== Your objective ==
Go to the line in the entries below that holds "Find the innermost point of each instance of the gray" and repeat exactly from there through the line that holds "Find the innermost point of each instance of the pointed", inclusive.

Extracted data entries:
##############################

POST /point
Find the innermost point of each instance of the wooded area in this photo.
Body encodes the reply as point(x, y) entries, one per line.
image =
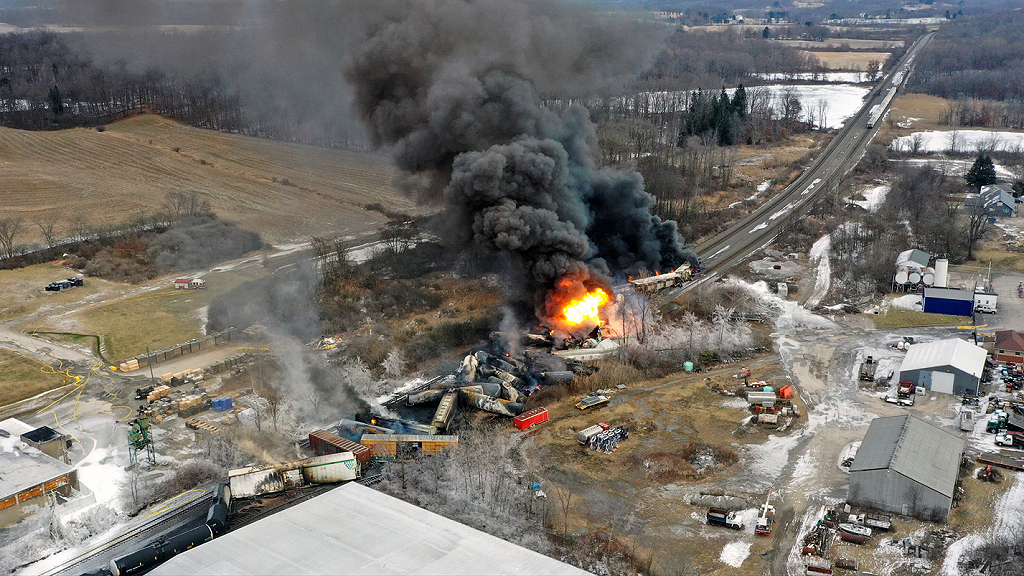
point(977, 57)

##############################

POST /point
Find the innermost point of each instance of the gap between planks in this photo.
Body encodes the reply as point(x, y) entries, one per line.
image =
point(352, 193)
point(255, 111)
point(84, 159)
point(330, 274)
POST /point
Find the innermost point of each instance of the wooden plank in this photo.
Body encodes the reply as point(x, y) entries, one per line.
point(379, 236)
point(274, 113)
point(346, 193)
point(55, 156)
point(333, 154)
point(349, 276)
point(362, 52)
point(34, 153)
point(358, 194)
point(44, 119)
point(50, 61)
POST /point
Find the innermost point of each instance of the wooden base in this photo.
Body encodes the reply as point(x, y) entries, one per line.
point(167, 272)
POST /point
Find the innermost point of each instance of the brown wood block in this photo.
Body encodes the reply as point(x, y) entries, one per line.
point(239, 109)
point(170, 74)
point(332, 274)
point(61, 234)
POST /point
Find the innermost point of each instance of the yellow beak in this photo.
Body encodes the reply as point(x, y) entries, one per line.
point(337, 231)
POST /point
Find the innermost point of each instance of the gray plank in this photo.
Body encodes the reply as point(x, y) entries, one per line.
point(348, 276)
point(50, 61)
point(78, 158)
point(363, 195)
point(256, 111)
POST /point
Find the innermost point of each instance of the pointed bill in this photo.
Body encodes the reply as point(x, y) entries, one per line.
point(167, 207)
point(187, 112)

##############################

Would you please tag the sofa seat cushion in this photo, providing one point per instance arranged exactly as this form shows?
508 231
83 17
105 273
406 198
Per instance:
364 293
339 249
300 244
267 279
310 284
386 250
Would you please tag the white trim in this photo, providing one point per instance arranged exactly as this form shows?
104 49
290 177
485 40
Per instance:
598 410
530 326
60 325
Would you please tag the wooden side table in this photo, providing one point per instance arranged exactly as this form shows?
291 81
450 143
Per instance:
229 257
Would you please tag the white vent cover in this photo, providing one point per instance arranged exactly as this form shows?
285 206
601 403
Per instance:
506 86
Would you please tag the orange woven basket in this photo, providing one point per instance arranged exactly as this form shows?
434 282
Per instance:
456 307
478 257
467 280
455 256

##############################

== Response to the exercise ==
Find the innermost point of each instance of the gray plank in this photo.
Body encodes the reply as point(x, y) entries, one per line.
point(348, 276)
point(50, 61)
point(78, 158)
point(363, 195)
point(256, 111)
POST /point
Find the innermost point of each instance of the pointed bill in this photo.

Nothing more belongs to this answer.